---- Supplied records

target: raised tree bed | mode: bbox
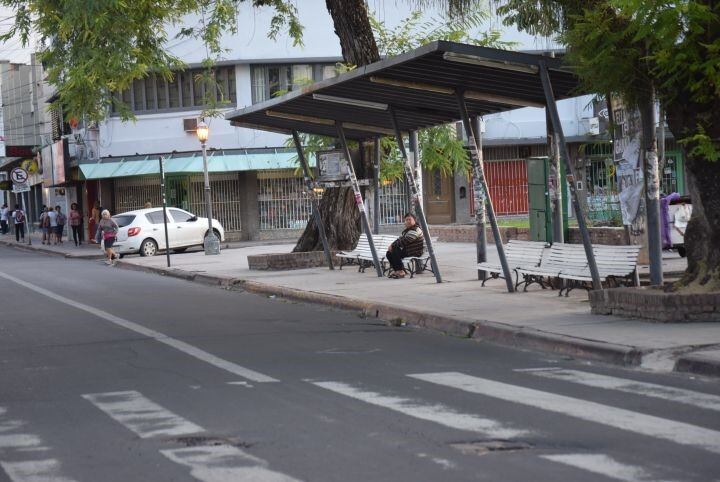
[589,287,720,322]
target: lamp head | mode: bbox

--------
---- Supplied records

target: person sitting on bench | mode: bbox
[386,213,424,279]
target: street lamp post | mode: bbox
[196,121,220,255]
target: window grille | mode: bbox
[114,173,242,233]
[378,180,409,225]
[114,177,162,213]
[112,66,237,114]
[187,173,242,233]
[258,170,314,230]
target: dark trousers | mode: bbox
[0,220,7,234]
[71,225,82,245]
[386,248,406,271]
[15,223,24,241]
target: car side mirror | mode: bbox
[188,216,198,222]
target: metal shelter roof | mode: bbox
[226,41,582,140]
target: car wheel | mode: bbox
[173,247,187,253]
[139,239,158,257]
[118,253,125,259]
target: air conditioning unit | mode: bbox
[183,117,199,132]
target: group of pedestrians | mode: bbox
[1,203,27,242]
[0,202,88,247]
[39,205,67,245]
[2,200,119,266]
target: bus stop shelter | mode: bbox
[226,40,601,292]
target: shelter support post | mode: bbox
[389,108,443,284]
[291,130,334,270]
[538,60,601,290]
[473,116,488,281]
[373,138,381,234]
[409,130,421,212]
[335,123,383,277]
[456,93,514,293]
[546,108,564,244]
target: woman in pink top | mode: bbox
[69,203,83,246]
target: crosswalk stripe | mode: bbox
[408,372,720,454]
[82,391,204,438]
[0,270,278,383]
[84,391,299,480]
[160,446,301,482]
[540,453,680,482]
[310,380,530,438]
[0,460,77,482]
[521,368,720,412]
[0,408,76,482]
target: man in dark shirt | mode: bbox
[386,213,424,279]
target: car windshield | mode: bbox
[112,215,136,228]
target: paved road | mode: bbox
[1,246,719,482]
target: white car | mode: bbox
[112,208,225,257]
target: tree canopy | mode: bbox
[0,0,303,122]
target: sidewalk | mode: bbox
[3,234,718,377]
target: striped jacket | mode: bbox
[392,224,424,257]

--------

◆ Activity ◆
Retype the lines above exactly as they appear, from the line containing "target: raised tree bed | mode: bbox" through the line containing "target: lamp head | mode: bbox", and leave out any pictures.

◆ Output for this exercise ◆
target: raised tree bed | mode: bbox
[589,287,720,322]
target: lamp head | mode: bbox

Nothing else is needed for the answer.